What is expected » Write out every line of the listing below as a numbered list, leaving out any blank lines.

** BEGIN Provided data **

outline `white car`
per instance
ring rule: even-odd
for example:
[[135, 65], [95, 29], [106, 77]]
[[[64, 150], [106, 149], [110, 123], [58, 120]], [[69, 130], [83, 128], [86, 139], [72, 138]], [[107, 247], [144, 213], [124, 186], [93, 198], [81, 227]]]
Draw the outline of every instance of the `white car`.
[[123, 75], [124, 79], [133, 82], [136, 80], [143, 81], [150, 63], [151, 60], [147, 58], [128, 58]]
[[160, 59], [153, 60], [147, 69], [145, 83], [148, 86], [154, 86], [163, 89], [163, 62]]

** END Provided data **

Solved problem »
1. outline `white car`
2. per instance
3. ring rule: even-odd
4. for example:
5. [[135, 65], [95, 29], [106, 77]]
6. [[[64, 150], [106, 149], [110, 123], [58, 120]], [[69, 130], [83, 128], [86, 139], [72, 138]], [[107, 247], [144, 213], [124, 186], [93, 198], [81, 227]]]
7. Draw the outline of every instance of the `white car`.
8. [[123, 75], [124, 79], [133, 82], [136, 80], [143, 81], [150, 63], [151, 60], [147, 58], [128, 58]]
9. [[160, 59], [153, 60], [147, 69], [145, 83], [148, 86], [154, 86], [163, 89], [163, 62]]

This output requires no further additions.